## SUPPLIED DATA
= = = = =
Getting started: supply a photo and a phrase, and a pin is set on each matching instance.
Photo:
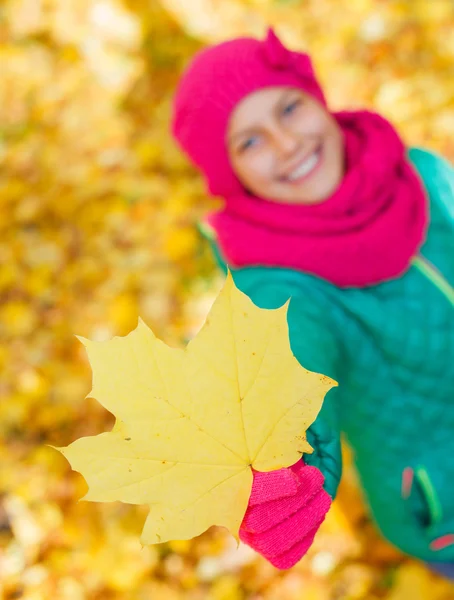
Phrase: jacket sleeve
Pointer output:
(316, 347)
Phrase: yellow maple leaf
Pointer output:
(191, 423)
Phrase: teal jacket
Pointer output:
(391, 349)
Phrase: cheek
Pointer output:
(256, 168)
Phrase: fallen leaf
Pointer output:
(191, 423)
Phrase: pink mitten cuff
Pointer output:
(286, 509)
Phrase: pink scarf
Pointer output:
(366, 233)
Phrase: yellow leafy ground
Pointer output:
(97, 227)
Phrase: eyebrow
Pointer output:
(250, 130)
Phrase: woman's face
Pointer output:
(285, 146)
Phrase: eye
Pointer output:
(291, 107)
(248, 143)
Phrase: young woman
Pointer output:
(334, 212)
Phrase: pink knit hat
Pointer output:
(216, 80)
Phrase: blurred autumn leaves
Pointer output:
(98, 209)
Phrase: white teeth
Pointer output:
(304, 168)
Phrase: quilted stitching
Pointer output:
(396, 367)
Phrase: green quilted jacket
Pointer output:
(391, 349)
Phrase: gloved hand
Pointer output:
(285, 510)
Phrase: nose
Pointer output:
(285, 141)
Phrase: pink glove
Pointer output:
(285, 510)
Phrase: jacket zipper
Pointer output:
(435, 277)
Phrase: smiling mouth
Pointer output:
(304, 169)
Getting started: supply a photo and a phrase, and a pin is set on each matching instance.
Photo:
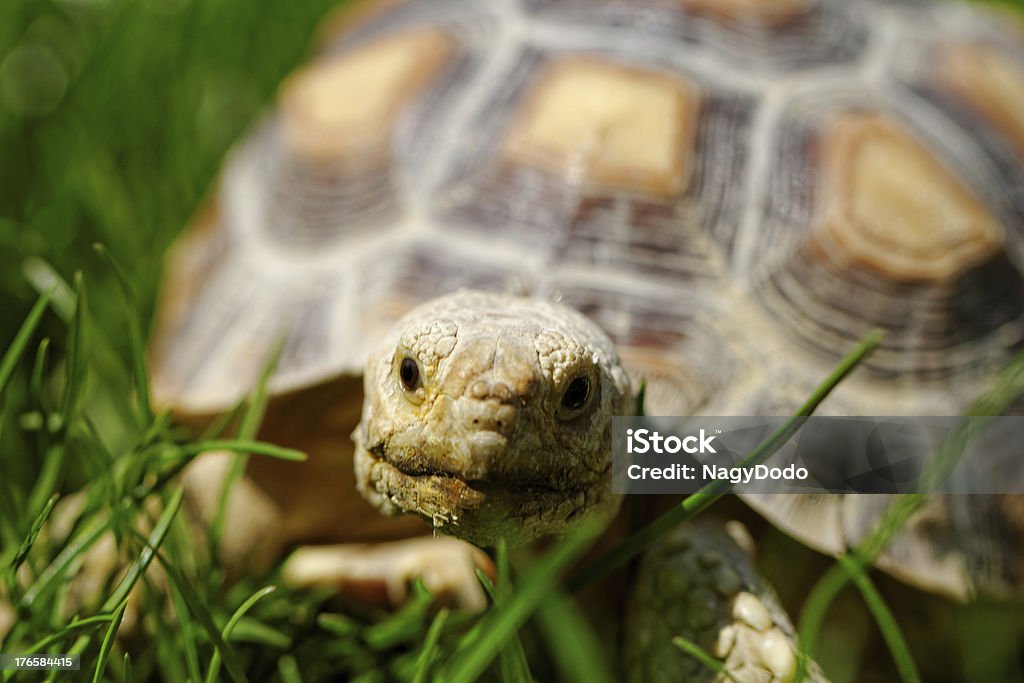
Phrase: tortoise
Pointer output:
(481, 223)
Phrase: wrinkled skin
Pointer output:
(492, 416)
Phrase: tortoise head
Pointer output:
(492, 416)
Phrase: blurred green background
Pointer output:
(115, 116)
= = = = =
## PROBLEM DESCRIPTION
Reproduce the rows starting with and including the line with "Phrase: green quilted jacket" and running through the end of the rows, keeping the phrases. Scale every pointer coordinate by 1.4, rounded to whole numbers with halves rounded up, and leave out the pictures.

## RESULT OF THE TASK
Phrase: green quilted jacket
Pointer output:
(547, 489)
Phrase: gloved hand
Pointer output:
(399, 714)
Phrase: nose
Pointer output:
(399, 197)
Phrase: pink glove
Pointer output:
(399, 714)
Phrase: jacket zipper
Pointer output:
(609, 388)
Phrase: smiling mouth
Pointer output:
(426, 237)
Getting started: supply a photo and a phrase, and a pin is set on each matching instance.
Photo:
Phrase: tortoise
Pointer output:
(673, 312)
Phrase: wrinkled skin
Pointer output:
(689, 582)
Phrase: tortoise head
Pointer output:
(689, 582)
Phrase: blurred green background
Pointer output:
(161, 162)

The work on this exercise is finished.